Research Progress Report

Thank you for taking the time to share your research journey with us. We are excited to celebrate your successes and explore ways to support your challenges. 

Personal information

If you would like us to tag you in any social media posts, please include your handle or a link to your profile below:

Project Information

Photos


Please upload:
a professional, high-quality photo of yourself.
a professional, high-quality photo of your supervisor(s) or collaborator(s).
any cool photos, figures, or charts related to your research project.

Your project in a tweet


Branch Out values knowledge translation and would like to challenge you to describe your research in a tweet (280 characters or less). A good scientist can help everyone understand the value of their work in only a few words.

The Impact


Before discussing about the details of your research, it's important to understand why it's important. In this section, briefly describe:

1. What problem your research is addressing
2. A possible solution that findings from your research could help implement.

The goal of this section is to get the reader emotionally invested or curious about the topic of your research. (Consider a fun analogy, a pop-culture reference—something to hook the reader.) Do you have a story about a patient's experience? What makes your project cool with a capital C?

It's important to communicate concisely, so please limit your response to 3-4 sentences.

The research


Now that your reader is jazzed up and excited to learn more about your project, what knowledge gap is your project addressing to help implement that solution? What are your hypotheses and how are you going to test them? The goal of this section is to get the reader invested in finding out the answer to your hypotheses and appreciate some of the theory and methodology used in your project to test those hypotheses. Tip: try to avoid jargon, and analogies go a long way!

It's important to communicate concisely, so please limit your response to 3-4 sentences.

What’s next?


The goal of this section is to help the reader appreciate that this project is like a long-term investment that is still coming to fruition. This could be done in a few different, but not mutually exclusive, ways:

1) Follow-up study: Just like in a scientific publication, it's always good to let your reader know about future directions and the limitations of the project. What is one reason the reader should take these findings with a grain of salt, and what could future research on this topic do to address those concerns?

2) Jump from the bench to the bedside: If your project has some potential to be commercialized or otherwise widely used, what next steps could lead to that next level of community impact?

3) This project was also an investment in you, as a person. What is next for you as a professional having studied NeuroCAM? Will this project help get you into medical school? Does it change the way you will approach NeuroCAM science in the future?

It's important to communicate concisely, so please limit your response to 3-4 sentences.

Data supplied —
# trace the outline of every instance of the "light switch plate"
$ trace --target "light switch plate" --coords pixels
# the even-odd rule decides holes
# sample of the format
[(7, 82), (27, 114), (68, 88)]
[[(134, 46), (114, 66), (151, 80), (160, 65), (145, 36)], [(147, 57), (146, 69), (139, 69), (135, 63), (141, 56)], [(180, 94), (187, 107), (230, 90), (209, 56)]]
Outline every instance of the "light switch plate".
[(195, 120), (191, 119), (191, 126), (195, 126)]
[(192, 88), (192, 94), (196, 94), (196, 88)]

--

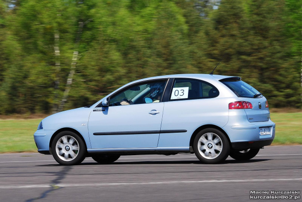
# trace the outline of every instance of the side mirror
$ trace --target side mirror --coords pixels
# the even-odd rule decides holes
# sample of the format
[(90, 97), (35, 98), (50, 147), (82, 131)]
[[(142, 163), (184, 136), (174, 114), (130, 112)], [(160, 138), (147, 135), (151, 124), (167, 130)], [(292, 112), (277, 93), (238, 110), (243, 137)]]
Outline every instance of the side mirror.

--

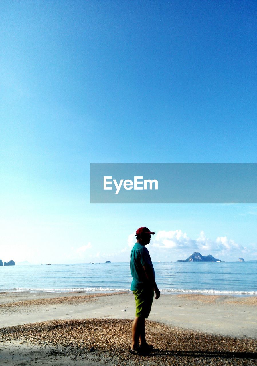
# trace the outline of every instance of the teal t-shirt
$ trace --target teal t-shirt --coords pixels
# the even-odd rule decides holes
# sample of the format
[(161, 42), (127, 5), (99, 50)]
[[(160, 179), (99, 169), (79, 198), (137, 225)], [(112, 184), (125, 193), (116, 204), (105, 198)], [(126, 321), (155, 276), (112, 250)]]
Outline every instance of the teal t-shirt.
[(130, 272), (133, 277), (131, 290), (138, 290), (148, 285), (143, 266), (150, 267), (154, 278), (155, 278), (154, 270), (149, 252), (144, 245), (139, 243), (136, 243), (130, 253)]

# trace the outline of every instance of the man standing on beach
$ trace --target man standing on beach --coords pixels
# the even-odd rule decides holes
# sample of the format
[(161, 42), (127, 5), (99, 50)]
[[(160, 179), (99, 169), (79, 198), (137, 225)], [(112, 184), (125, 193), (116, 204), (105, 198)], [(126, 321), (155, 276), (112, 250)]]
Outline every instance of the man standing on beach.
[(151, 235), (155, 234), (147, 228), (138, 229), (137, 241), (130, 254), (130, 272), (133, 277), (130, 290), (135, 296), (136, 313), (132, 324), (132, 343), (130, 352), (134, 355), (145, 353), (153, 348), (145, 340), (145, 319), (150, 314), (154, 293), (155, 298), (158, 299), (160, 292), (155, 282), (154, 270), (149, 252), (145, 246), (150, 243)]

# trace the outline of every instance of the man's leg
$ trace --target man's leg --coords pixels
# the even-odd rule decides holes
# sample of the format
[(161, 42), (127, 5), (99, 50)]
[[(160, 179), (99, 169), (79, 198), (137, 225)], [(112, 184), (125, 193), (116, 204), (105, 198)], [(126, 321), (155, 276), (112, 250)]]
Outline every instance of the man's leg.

Tasks to carry out —
a - Duplicate the part of the research progress report that begins at the words "Your project in" and stops after "a capital C?".
b - Answer these questions from the research progress report:
(i) What is the maximum length allowed for describing your research in a tweet?
(ii) Under "What’s next?", what is the heading of the second way listed?
(iii) Under "The Impact", what is the first thing you are asked to briefly describe?

Answers —
a -
Your project in a tweet


Branch Out values knowledge translation and would like to challenge you to describe your research in a tweet (280 characters or less). A good scientist can help everyone understand the value of their work in only a few words.

The Impact


Before discussing about the details of your research, it's important to understand why it's important. In this section, briefly describe:

1. What problem your research is addressing
2. A possible solution that findings from your research could help implement.

The goal of this section is to get the reader emotionally invested or curious about the topic of your research. (Consider a fun analogy, a pop-culture reference—something to hook the reader.) Do you have a story about a patient's experience? What makes your project cool with a capital C?

b -
(i) 280 characters or less.
(ii) Jump from the bench to the bedside.
(iii) What problem your research is addressing.